BEGIN Listed entries

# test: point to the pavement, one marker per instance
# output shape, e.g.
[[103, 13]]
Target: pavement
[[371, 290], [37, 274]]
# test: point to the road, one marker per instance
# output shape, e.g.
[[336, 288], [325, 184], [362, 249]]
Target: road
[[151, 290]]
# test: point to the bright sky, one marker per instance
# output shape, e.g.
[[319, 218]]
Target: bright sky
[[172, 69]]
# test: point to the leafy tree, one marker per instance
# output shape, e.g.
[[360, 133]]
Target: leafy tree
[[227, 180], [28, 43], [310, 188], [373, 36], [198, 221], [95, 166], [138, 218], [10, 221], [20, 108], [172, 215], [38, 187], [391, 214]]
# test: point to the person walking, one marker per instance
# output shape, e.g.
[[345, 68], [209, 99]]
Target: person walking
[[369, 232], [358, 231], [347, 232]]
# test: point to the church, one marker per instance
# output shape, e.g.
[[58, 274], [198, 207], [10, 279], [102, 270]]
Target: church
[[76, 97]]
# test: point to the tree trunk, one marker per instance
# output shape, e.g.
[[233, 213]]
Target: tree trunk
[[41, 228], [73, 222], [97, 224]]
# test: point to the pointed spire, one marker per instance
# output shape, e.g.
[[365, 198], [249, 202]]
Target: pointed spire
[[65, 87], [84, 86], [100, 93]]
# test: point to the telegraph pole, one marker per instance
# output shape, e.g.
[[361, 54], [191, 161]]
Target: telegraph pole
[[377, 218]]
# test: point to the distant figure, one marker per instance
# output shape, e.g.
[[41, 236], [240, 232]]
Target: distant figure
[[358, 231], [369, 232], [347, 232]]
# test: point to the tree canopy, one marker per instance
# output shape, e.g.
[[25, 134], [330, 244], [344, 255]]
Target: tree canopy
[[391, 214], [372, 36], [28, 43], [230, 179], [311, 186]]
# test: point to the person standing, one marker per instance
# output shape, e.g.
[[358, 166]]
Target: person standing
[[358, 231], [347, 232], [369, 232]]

END Listed entries
BEGIN Listed entries

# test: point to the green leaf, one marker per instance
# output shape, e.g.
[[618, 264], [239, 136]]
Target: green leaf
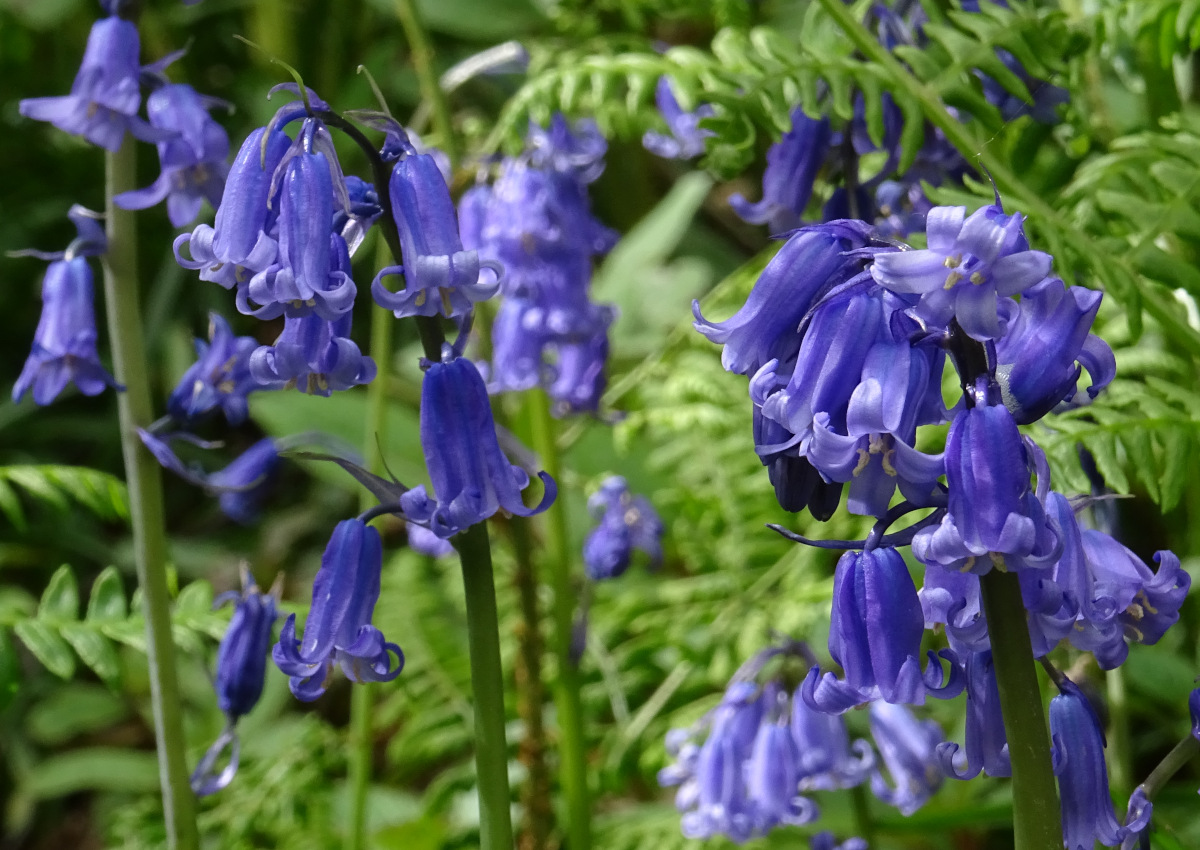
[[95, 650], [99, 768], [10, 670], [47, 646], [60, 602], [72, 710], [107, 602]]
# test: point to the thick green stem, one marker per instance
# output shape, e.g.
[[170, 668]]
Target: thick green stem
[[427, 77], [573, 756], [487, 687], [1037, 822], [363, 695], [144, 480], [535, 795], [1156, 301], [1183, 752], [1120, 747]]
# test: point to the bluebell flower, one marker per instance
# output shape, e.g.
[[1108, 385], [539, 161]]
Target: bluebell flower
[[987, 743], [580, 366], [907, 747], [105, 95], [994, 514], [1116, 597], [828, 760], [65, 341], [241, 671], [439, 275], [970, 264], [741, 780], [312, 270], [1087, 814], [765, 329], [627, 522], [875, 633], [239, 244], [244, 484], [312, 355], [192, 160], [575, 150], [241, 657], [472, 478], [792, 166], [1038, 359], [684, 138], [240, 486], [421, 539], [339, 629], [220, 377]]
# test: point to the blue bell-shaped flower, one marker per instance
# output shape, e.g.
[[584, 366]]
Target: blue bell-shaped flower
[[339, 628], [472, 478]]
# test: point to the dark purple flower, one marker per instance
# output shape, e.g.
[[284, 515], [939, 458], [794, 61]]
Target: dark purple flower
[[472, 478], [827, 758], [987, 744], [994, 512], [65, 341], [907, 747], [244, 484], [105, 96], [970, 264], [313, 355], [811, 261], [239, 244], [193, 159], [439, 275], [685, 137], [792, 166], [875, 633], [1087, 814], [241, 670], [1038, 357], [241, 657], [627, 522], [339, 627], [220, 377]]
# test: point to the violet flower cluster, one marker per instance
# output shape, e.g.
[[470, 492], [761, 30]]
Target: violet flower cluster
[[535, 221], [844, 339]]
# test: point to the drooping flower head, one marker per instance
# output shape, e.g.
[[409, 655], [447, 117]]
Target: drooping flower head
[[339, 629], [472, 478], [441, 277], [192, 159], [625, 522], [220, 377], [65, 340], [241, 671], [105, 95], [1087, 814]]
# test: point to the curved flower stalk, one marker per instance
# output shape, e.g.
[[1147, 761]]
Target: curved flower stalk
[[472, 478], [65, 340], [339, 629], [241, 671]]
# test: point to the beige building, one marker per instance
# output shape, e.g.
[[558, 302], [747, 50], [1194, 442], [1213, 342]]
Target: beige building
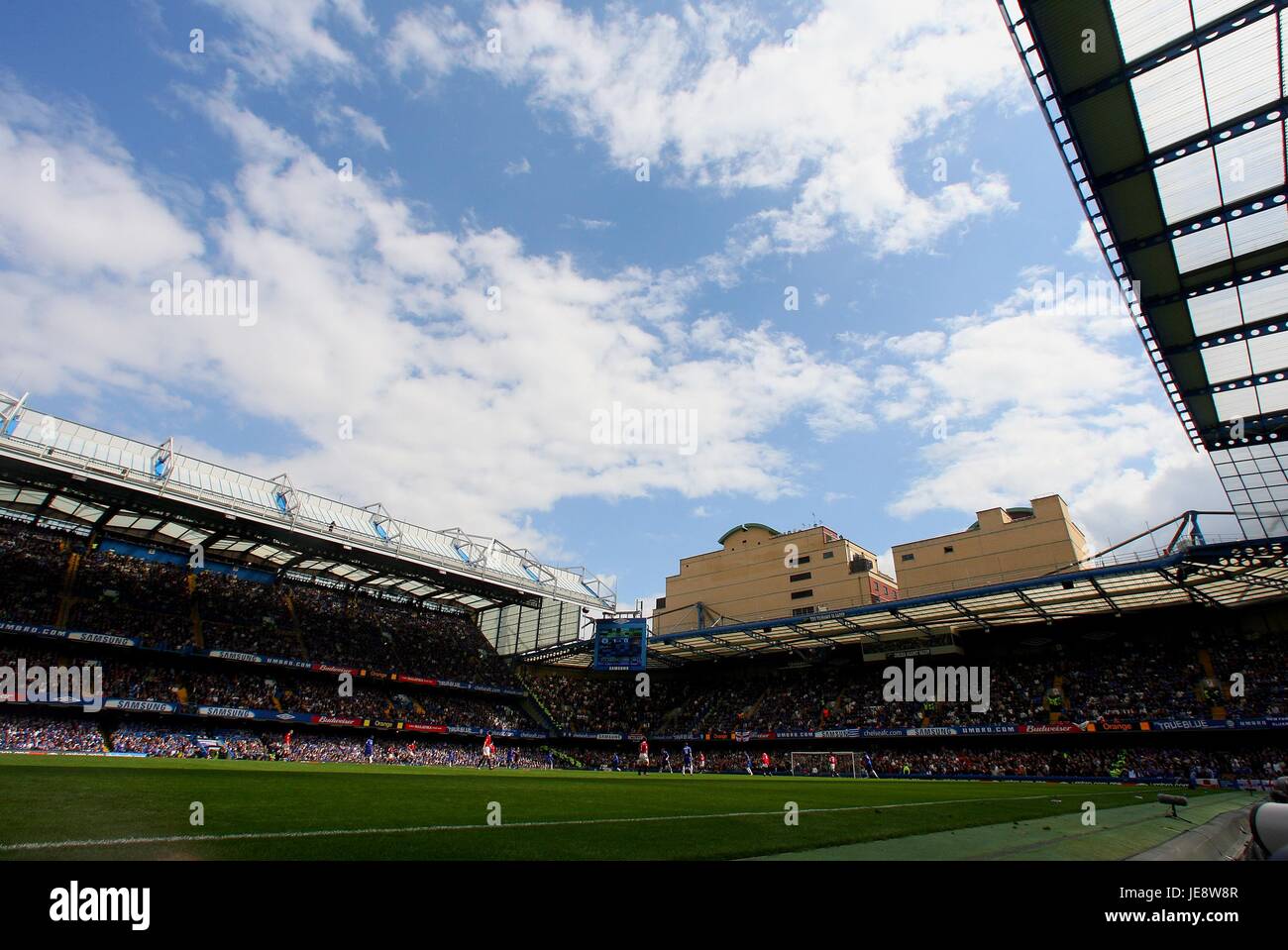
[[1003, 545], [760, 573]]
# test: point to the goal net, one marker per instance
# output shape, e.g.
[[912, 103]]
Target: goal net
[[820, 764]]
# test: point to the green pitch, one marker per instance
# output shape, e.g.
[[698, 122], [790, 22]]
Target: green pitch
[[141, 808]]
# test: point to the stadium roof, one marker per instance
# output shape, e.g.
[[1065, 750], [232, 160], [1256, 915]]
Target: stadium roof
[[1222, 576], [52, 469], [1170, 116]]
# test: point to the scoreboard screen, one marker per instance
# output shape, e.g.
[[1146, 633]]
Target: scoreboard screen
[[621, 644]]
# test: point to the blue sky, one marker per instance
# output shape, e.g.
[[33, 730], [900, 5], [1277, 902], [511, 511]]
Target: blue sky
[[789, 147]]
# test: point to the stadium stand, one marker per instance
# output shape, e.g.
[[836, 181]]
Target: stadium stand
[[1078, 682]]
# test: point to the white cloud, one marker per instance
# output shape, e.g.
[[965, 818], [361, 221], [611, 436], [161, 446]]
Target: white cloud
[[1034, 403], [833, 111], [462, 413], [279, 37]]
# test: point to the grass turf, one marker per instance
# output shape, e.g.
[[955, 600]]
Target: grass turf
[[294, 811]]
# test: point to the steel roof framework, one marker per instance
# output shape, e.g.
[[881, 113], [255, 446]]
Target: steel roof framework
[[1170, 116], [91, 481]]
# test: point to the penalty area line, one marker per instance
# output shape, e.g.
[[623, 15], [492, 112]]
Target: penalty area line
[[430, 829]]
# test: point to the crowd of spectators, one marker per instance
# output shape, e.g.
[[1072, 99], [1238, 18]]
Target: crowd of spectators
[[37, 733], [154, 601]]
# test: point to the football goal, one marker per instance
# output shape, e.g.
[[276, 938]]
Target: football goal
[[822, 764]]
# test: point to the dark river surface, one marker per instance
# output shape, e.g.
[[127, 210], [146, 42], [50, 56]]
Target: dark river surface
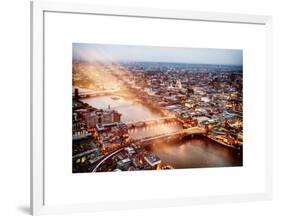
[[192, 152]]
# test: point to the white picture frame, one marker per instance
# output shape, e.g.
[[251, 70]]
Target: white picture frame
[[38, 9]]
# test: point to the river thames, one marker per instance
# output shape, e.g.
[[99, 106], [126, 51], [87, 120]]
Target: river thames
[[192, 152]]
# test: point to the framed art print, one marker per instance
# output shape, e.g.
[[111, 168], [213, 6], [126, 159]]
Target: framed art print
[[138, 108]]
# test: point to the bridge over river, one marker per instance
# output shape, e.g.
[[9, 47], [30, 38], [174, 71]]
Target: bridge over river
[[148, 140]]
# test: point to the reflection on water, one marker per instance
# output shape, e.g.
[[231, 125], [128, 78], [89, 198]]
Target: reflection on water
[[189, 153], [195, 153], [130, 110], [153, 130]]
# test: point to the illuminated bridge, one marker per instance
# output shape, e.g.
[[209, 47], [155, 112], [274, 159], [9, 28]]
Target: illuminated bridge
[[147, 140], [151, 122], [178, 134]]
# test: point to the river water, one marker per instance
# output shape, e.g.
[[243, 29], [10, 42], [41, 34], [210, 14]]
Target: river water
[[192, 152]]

END Listed entries

Gather every line of the listing above that contains the string "turf", matching case exactly.

# test: point to the grass turf, one marker per instance
Target: grass turf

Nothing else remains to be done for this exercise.